THE EXERCISE: Arrange every line of the items below as a single numbered list, leaving out the blank lines.

DATASET EXCERPTS:
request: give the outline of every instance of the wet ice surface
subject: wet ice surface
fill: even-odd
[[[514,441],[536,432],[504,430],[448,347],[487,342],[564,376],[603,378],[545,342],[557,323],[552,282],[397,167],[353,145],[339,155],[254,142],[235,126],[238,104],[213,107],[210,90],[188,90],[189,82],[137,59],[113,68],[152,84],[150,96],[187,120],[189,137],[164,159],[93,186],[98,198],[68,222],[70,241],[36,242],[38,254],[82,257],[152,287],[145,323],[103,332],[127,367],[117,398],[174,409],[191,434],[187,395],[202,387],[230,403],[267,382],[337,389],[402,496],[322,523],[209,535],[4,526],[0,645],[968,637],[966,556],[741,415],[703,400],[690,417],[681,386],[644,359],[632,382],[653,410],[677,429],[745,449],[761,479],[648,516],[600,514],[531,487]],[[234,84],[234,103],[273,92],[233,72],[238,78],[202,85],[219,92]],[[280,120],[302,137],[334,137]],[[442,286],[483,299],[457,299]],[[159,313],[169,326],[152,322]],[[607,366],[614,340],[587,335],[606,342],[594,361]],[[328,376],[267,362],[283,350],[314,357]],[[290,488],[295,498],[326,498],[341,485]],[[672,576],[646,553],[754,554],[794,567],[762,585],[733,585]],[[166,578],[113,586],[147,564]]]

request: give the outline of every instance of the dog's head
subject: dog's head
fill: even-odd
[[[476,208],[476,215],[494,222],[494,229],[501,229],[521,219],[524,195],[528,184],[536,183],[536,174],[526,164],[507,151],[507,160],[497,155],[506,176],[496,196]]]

THE OUTPUT:
1. request: give the outline of every instance of the wet ice surface
2. subject: wet ice surface
3. fill: even-odd
4. [[[514,441],[536,432],[504,430],[448,347],[487,342],[564,376],[603,378],[545,342],[557,323],[552,282],[397,167],[353,145],[339,155],[254,142],[235,126],[238,104],[213,107],[210,90],[188,90],[189,82],[137,59],[113,68],[152,84],[150,96],[187,120],[189,137],[164,159],[93,186],[98,198],[68,222],[70,241],[36,242],[38,254],[82,257],[152,287],[145,323],[103,332],[127,367],[117,398],[174,409],[191,434],[187,395],[202,387],[230,403],[267,382],[337,389],[402,496],[322,523],[209,535],[4,526],[0,645],[968,637],[966,556],[741,415],[703,400],[690,417],[681,386],[644,359],[632,382],[653,410],[677,429],[745,449],[761,479],[648,516],[600,514],[531,487]],[[234,84],[234,103],[273,92],[233,72],[238,78],[202,85],[219,92]],[[280,120],[302,137],[334,137]],[[442,286],[483,299],[457,299]],[[159,313],[169,326],[152,322]],[[607,366],[614,340],[587,335],[606,342],[594,361]],[[328,376],[267,362],[283,350],[314,357]],[[290,488],[295,498],[326,498],[341,485]],[[672,576],[646,553],[754,554],[794,567],[762,585],[733,585]],[[166,578],[113,586],[147,564]]]
5. request: give the outline of every instance of the dog's head
6. subject: dog's head
7. fill: even-odd
8. [[[476,208],[476,215],[494,222],[494,229],[501,229],[521,219],[524,195],[528,184],[536,183],[536,174],[526,164],[507,151],[507,160],[497,155],[506,176],[496,196]]]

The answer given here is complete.